• Directive
Output as a JSON list of strings, one string per line, the lines from the line containing "Mark the region of each instance of the wrought" up to and including the line containing "21 101 L 21". Leave out blank lines.

>>

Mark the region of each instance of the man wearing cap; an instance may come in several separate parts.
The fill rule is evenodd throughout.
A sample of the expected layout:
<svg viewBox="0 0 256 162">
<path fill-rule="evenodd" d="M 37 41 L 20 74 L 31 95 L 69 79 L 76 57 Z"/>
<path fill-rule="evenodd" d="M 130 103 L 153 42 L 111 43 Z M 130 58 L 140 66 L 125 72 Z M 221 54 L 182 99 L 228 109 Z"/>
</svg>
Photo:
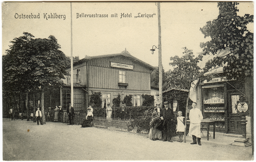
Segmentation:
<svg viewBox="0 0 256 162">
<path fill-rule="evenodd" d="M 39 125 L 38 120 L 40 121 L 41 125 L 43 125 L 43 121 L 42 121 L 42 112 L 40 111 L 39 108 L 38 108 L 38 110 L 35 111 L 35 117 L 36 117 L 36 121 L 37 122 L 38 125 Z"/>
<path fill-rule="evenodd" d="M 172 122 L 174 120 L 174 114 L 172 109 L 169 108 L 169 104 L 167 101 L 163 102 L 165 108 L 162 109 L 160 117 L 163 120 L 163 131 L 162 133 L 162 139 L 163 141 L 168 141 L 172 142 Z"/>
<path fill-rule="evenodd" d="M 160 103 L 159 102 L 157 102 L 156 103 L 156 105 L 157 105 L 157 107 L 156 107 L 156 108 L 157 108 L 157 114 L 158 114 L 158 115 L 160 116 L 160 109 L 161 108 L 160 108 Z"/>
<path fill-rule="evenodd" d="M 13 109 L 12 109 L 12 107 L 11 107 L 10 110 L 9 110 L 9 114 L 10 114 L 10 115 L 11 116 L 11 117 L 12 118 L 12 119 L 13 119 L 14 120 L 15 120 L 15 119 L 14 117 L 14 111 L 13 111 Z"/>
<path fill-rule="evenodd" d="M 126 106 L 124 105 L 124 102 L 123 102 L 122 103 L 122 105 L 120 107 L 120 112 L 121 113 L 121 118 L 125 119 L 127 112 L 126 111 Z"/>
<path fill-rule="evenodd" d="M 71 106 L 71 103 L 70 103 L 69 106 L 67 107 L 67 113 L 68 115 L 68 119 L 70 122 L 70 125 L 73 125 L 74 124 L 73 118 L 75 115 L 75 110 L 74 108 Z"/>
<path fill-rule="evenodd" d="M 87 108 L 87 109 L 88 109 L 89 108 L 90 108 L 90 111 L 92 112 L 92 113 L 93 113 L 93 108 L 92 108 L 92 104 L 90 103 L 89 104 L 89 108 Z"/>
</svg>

<<
>>

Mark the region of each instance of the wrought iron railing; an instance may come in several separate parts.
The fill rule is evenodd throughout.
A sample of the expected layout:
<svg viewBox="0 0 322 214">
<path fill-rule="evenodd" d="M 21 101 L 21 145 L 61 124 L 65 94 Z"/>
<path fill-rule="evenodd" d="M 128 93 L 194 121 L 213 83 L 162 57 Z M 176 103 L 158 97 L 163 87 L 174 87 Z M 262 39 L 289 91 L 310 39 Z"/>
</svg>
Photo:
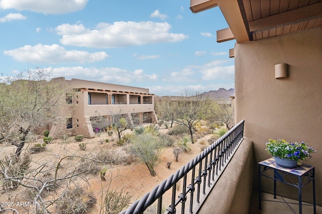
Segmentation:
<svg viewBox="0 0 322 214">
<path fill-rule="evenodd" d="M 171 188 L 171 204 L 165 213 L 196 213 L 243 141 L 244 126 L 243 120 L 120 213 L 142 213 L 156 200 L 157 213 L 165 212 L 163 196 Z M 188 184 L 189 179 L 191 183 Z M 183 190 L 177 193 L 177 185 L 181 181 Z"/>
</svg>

<<

• Solved exercise
[
  "Mark the region of each instance of the wrought iron railing; an instance may come in several separate parts.",
  "The fill rule is evenodd throughout.",
  "A sample of the expected layout:",
  "<svg viewBox=\"0 0 322 214\">",
  "<path fill-rule=\"evenodd\" d=\"M 21 101 L 21 145 L 61 124 L 65 94 Z\"/>"
]